• **Bloque de texto**
────────────────

Por José Elías Romero Apis
Las antiguas abuelas les recomendaban a sus nietos nunca jugar con los cuchillos ni con las medicinas ni con los crucifijos. Era la concisa orden de no jugar con lo que no fueran sus juguetes. De advertirles que todo lo demás era peligroso y, por lo tanto, era prohibido.
Mi padre fue un abogado y un político de pensamiento muy profundo y muy afilado, más que mis abuelas. En ocasiones le escuché decir que los presidentes podían jugar con todo, menos con tres cosas. No se juega con la Constitución. No se juega con el Ejército. Y no se juega con el Banco de México.
Con el tiempo, la vida también me hizo abogado y político. Entonces comprendí la razón que tenía mi padre. Pude escuchar, pude leer o pude ver lo que le pasó a Victoriano Huerta por jugar con la Constitución. Lo que le pasó a Gustavo Díaz Ordaz por jugar con el Ejército. Y lo que le pasó a Luis Echeverría por jugar con el Banco de México.
Todavía no terminan de cobrárselos y todavía les faltan 100 años de historia para que su pueblo se olvide de sus juegos. Ellos pasaron y se fueron a su exilio, a su soledad o a su tormento. Pero los mexicanos nos quedamos con el daño y con la tarea de reparar lo que rompieron y lo que descompusieron.

────────────────

• **Información proporcionada**
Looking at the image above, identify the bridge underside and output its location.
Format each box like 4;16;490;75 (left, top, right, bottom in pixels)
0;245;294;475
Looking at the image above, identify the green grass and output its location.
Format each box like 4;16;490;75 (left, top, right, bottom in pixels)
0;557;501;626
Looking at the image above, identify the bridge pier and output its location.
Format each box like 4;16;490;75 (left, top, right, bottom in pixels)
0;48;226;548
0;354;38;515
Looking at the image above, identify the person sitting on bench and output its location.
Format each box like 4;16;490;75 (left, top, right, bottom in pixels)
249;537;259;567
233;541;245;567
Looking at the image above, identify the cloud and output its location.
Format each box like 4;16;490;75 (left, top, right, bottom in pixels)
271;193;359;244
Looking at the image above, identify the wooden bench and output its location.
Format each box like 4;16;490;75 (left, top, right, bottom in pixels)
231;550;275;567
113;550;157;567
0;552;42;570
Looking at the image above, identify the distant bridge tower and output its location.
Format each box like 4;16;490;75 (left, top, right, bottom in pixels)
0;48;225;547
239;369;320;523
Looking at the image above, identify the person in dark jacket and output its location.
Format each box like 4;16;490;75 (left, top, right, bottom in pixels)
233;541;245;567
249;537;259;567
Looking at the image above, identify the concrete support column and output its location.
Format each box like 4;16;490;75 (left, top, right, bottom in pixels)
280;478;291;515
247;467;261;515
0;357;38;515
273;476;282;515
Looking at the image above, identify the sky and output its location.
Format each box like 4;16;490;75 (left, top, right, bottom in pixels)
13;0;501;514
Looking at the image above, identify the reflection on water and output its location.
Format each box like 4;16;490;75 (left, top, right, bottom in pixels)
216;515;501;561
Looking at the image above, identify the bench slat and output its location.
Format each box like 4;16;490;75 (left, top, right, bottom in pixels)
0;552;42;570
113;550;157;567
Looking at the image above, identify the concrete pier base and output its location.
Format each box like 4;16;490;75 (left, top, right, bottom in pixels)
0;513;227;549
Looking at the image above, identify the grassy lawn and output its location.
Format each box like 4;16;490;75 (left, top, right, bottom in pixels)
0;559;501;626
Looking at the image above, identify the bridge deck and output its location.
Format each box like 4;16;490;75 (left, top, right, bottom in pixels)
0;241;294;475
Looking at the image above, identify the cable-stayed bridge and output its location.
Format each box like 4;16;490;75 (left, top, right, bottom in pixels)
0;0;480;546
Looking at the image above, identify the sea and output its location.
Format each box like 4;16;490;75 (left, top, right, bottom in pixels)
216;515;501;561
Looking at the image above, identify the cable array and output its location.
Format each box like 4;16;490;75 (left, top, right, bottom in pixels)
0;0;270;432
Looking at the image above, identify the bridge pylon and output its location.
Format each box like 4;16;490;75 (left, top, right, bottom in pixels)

────────────────

• **Enunciado del problema**
Sigue el texto sobre las tres cosas con las que no deben jugar los presidentes a partir de su última oración. El listado es material aparte y no tiene relación con el texto.

• **Resultado del ejercicio**
Victoriano Huerta jugó con la Constitución Política. La asaltó, la manoseó y la violó. Su culpa provocó la peor guerra civil mexicana, con un millón de muertos y tres presidentes asesinados. Para restaurar el daño tuvimos que pelear, que morir y que reconciliar. Hasta hubo que expedir otra Constitución, casi idéntica a la anterior, la cual no había pecado, sino sufrido. Hubo que pagar el juego.
Gustavo Díaz Ordaz jugó con el Ejército mexicano. Lo comprometió en un conflicto que no era militar ni requería de la fuerza armada. Lo dañó como nadie lo había hecho. Tlatelolco no se olvida. El uniforme del noble y leal Ejército Nacional todavía no puede entrar a la Ciudad Universitaria. Las heridas ya no sangran, pero las cicatrices no se han borrado. Hubo que pagar el juego. Luis Echeverría jugó con el Banco de México. Eso de que las finanzas públicas se manejan desde Los Pinos. Eso de que nuestra moneda se sostiene en el petróleo. Eso de que vale más la palabra presidencial que la reserva monetaria. Eso de que los estadunidenses nos necesitan más a nosotros que nosotros a ellos. El pueblo tuvo que pagar el juego con 20 años de estrechez y de pobreza.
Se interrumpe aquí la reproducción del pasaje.